Task goal: Please return the passage of the text on the Hyundai discrimination lawsuit word for word, from "Yvette Gilkey-Shuford’s role" up to and including "on borrowed time.".

Document text:
If you drive a Hyundai, pay attention.
The former highest-ranking Black executive at the company’s Alabama plant is suing her ex-employer, claiming the company engaged in racial discrimination while she was there and ultimately fired her because she did something she considered part of her job.
Yvette Gilkey-Shuford’s role was as director of administration at Hyundai Motor Manufacturing Alabama, a $1.8 billion plant with 3,000 workers who crank out the brand’s Santa Cruz, Santa Fe, Elantra and Tuscon vehicles. Gilkey-Shuford told car mag Road & Track that part of her role was working to improve conditions for diverse employees at a facility that was staffed mostly by Black workers who were primarily managed by white and Korean men (Hyundai is a Korean automaker).
But earlier this year, Gilkey-Shuford advised a group of LGBTQ staffers on a memo they produced that included proposed changes in working conditions and culture at the plant. That memo made its way to Hyundai’s U.S. headquarters in California, without her knowledge. After that, she says, she was pretty much working on borrowed time.
Per Road & Track:
Those who [the memo] were reportedly alarmed by the policies of the Alabama-based manufacturing arm. As a result, Hyundai corporate expressed concern and dissatisfaction to plant leadership in Alabama. Gilkey-Shuford says plant leadership was likely angry that the memo ever got out to management in California. She believes that management, after learning she had advised on the memo—which she did not know would be shared with corporate—decided to restructure her department. The “restructuring” had exactly one effect, according to the lawsuit: It eliminated Gilkey-Shuford’s position. She was not offered an alternative position, and the change was effective immediately.
Hyundai has denied the allegations in a statement, saying it “provides a workplace free of discrimination based on race, color, religion, sex, sexual orientation, gender identity, age, national origin or ancestry, citizenship status, physical or mental disability, genetic information, veteran status, uniformed service member status or any other status protected by federal, state or local law.”

Extracted data:
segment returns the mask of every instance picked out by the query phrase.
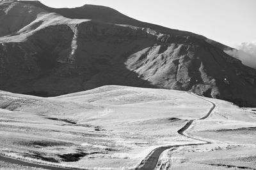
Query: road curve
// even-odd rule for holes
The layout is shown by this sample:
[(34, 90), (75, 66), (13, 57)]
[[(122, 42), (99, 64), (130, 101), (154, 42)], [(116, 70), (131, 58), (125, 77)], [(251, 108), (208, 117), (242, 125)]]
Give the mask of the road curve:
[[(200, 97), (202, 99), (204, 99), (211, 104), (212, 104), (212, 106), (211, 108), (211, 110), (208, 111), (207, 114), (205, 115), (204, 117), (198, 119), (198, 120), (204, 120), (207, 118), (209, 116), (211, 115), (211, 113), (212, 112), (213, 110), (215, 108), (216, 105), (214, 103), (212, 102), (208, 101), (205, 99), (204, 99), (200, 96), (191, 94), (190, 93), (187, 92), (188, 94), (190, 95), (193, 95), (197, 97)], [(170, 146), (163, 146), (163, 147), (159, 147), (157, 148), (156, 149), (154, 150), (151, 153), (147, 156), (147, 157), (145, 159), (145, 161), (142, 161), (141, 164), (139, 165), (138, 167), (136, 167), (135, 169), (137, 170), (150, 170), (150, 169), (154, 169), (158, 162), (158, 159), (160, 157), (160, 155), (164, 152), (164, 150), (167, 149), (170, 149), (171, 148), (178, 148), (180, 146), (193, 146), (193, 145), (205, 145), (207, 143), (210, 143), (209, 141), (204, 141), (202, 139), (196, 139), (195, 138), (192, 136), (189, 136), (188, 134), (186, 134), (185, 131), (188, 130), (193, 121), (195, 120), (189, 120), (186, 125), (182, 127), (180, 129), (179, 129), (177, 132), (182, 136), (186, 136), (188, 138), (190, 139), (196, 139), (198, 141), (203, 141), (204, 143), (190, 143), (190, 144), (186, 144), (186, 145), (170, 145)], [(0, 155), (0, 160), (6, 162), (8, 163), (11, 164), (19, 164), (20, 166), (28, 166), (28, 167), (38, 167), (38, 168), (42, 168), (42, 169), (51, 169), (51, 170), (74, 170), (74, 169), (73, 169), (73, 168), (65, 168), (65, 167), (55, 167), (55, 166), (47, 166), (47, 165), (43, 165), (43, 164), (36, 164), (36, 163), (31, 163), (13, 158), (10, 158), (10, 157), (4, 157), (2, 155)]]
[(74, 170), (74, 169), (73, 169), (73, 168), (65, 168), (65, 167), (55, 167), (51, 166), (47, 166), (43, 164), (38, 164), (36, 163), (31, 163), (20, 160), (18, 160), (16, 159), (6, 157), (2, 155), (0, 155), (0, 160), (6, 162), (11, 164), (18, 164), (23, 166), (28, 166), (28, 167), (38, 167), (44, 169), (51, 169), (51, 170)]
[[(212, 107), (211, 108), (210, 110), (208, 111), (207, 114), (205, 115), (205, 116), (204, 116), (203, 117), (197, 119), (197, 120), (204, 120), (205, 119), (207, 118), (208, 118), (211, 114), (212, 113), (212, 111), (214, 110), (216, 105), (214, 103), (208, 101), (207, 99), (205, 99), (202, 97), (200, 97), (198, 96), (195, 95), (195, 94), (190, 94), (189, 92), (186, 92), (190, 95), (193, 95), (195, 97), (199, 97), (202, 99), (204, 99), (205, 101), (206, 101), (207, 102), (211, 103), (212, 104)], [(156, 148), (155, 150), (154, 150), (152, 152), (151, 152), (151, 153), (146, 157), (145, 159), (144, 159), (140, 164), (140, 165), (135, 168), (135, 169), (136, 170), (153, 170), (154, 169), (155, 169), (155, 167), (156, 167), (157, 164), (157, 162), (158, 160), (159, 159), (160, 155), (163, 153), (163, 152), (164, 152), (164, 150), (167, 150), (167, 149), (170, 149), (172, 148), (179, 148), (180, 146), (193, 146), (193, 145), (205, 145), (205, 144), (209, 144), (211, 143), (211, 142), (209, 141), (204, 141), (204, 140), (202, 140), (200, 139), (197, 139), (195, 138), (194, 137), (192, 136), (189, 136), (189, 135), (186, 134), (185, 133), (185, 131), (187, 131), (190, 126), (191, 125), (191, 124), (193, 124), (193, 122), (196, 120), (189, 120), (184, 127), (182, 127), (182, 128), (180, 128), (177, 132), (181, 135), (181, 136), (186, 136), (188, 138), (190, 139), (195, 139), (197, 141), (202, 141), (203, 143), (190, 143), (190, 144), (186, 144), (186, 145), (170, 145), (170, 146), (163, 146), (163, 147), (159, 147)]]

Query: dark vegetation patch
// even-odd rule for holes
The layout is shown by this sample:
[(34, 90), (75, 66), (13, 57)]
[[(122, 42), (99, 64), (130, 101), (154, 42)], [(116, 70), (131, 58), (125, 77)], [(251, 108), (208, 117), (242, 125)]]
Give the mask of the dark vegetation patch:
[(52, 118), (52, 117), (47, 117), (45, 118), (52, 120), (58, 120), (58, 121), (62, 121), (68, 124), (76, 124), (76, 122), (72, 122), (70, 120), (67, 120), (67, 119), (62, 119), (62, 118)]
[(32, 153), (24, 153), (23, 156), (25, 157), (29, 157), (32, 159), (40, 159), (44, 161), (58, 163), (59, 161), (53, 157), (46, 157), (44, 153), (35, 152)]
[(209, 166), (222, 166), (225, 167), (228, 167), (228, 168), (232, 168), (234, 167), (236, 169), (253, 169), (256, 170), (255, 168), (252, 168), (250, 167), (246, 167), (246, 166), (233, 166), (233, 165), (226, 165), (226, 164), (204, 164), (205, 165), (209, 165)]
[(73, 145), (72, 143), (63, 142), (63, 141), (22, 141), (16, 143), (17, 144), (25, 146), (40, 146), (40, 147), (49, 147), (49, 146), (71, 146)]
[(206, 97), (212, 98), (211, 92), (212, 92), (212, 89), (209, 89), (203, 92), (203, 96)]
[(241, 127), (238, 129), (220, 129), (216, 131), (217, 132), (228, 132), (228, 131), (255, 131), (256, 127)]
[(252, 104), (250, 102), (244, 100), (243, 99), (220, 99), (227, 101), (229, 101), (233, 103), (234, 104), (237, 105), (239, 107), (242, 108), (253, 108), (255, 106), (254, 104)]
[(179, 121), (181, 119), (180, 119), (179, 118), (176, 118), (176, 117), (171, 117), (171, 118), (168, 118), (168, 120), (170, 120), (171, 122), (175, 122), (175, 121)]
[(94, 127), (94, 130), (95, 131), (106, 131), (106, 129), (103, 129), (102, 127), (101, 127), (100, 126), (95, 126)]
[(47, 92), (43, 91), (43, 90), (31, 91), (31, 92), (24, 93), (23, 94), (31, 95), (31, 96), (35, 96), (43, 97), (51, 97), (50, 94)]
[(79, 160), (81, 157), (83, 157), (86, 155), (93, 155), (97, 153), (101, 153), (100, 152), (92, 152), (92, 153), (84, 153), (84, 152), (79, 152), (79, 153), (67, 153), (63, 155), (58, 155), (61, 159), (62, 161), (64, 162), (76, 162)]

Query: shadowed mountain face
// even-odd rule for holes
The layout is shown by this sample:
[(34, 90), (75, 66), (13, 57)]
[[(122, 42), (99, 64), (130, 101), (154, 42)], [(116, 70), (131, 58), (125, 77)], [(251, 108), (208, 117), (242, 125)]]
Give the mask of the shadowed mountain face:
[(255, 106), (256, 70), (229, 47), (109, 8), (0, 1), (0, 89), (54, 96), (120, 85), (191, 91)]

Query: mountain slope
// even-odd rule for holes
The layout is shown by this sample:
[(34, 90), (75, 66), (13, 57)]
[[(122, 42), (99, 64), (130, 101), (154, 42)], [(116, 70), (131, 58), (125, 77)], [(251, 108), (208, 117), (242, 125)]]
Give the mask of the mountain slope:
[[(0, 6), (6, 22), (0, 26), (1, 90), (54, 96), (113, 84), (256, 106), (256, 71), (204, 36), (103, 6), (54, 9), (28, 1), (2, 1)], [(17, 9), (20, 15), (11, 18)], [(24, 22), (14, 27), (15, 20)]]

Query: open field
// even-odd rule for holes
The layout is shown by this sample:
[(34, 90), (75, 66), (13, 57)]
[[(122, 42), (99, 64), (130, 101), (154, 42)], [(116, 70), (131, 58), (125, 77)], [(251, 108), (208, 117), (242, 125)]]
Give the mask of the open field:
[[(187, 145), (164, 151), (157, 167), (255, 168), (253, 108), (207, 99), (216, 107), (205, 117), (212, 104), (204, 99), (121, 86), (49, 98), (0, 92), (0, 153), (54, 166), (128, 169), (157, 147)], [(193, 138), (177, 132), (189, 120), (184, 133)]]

Exercise solution:
Yvette Gilkey-Shuford’s role was as director of administration at Hyundai Motor Manufacturing Alabama, a $1.8 billion plant with 3,000 workers who crank out the brand’s Santa Cruz, Santa Fe, Elantra and Tuscon vehicles. Gilkey-Shuford told car mag Road & Track that part of her role was working to improve conditions for diverse employees at a facility that was staffed mostly by Black workers who were primarily managed by white and Korean men (Hyundai is a Korean automaker).
But earlier this year, Gilkey-Shuford advised a group of LGBTQ staffers on a memo they produced that included proposed changes in working conditions and culture at the plant. That memo made its way to Hyundai’s U.S. headquarters in California, without her knowledge. After that, she says, she was pretty much working on borrowed time.